• _Problem to solve_
Nothing but the lines from the one with "goods as a single point per instance." to the final line should be returned, each exactly as it appears.
↓↓↓
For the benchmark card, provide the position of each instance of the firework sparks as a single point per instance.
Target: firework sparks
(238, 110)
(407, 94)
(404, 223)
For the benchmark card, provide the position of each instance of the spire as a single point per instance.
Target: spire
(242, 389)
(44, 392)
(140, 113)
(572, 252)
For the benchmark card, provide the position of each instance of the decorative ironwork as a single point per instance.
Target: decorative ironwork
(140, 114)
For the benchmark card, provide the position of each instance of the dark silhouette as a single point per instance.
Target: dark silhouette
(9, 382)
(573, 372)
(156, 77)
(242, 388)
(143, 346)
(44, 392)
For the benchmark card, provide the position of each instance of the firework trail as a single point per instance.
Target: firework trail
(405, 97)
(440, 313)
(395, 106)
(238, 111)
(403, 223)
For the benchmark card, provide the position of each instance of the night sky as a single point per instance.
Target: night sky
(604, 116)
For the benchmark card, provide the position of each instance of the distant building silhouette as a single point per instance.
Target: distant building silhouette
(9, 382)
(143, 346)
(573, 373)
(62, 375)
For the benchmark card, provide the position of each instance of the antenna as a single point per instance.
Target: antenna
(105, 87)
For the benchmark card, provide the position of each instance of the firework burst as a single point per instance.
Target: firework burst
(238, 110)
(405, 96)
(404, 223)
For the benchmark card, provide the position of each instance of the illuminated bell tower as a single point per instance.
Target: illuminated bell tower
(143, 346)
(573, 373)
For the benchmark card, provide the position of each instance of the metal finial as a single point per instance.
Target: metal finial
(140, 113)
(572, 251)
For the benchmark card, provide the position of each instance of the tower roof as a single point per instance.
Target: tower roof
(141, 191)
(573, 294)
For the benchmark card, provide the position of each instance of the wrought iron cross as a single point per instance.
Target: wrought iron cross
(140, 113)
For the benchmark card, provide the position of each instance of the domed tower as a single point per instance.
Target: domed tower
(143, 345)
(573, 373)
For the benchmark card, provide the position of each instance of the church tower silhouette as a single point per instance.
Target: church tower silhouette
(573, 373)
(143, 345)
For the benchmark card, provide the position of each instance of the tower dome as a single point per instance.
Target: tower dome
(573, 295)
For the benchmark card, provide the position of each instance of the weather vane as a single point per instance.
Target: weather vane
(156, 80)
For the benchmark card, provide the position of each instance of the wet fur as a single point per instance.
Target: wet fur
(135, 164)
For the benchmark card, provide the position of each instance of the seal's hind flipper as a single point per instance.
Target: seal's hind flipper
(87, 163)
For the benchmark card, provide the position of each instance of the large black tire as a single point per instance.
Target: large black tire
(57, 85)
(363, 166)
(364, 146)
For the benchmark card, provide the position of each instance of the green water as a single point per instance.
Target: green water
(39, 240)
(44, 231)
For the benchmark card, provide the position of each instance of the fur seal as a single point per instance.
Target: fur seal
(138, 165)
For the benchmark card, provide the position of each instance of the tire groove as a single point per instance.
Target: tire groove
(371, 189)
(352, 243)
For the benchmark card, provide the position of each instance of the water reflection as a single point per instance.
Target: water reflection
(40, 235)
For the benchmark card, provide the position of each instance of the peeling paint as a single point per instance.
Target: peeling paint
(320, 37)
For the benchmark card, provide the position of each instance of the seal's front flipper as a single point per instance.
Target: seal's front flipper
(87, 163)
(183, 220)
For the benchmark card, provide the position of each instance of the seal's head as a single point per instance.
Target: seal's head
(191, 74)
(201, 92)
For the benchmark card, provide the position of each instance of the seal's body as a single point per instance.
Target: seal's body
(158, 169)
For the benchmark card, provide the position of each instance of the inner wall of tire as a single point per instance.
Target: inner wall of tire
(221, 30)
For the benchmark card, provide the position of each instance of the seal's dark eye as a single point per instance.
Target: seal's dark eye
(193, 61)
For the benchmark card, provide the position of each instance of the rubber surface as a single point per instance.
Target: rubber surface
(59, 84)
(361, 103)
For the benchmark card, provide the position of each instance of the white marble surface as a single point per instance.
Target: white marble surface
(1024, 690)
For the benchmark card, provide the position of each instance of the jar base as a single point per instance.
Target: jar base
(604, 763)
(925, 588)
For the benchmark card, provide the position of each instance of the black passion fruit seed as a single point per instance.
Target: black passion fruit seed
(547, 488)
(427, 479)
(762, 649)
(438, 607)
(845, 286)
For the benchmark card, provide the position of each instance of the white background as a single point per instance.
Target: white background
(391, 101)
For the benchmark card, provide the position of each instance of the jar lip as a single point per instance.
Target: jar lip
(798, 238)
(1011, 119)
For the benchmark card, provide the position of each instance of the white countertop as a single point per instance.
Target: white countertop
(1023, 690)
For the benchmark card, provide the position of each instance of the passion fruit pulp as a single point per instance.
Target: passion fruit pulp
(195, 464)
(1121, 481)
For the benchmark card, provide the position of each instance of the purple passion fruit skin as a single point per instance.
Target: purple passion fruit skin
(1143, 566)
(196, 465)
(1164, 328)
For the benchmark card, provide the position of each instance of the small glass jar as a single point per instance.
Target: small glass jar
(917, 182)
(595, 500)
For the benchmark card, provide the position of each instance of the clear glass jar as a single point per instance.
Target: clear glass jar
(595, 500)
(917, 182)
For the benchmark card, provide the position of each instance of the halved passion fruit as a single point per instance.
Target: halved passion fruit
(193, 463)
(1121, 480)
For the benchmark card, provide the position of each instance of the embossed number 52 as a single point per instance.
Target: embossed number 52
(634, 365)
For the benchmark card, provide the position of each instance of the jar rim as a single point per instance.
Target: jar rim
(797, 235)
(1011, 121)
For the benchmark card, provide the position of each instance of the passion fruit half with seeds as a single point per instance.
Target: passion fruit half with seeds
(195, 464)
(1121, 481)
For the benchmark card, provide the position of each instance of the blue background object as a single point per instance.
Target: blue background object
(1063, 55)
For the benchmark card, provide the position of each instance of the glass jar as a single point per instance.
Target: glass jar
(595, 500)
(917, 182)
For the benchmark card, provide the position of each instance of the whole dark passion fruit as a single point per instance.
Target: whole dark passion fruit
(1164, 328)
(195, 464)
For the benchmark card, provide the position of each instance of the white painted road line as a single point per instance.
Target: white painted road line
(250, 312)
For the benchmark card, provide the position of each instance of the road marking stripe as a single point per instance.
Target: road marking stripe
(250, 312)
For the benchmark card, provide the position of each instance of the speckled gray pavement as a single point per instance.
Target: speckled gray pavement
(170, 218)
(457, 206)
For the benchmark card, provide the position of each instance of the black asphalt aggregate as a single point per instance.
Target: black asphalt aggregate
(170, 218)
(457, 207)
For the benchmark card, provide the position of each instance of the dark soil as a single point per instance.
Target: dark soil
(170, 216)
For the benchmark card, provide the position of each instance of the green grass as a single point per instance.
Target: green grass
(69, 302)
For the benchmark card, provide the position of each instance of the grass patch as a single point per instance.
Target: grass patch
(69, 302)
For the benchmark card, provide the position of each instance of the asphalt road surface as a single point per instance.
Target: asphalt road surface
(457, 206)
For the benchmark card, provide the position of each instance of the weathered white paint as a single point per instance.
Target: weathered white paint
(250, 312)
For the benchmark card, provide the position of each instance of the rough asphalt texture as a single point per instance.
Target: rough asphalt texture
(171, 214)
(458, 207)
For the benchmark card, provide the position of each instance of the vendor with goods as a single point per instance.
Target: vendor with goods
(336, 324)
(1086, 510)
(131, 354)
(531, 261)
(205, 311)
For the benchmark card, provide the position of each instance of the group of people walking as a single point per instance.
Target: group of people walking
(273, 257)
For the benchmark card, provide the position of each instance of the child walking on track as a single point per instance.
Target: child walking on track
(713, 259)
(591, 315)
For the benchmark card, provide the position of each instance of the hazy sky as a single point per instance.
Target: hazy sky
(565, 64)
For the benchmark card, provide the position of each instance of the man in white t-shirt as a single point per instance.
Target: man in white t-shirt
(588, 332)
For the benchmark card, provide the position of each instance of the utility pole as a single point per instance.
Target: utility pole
↑↑↑
• _Task solution_
For the benchmark card, provide the position of each instance of the vendor with goods as a single point per instance.
Target: vendor with goods
(336, 324)
(1086, 510)
(131, 354)
(531, 261)
(205, 311)
For the benchmark card, provide the position of each instance of the group of people walking as a single point per instance.
Target: group of people walking
(273, 257)
For the benchmark card, provide the position of each instance of the child walking on track as a single point per instance.
Target: child walking on track
(713, 259)
(591, 315)
For the benchmark card, provide the position of each instance of the hazy sky as a single point per instance.
Target: hazy sky
(565, 64)
For the benchmark card, provide the position of each instance of the man in white t-shirt as a single point per instance.
Target: man in white t-shirt
(588, 332)
For the benchmark card, provide the position of each instance of the utility pole as a single point per instance.
Target: utility pole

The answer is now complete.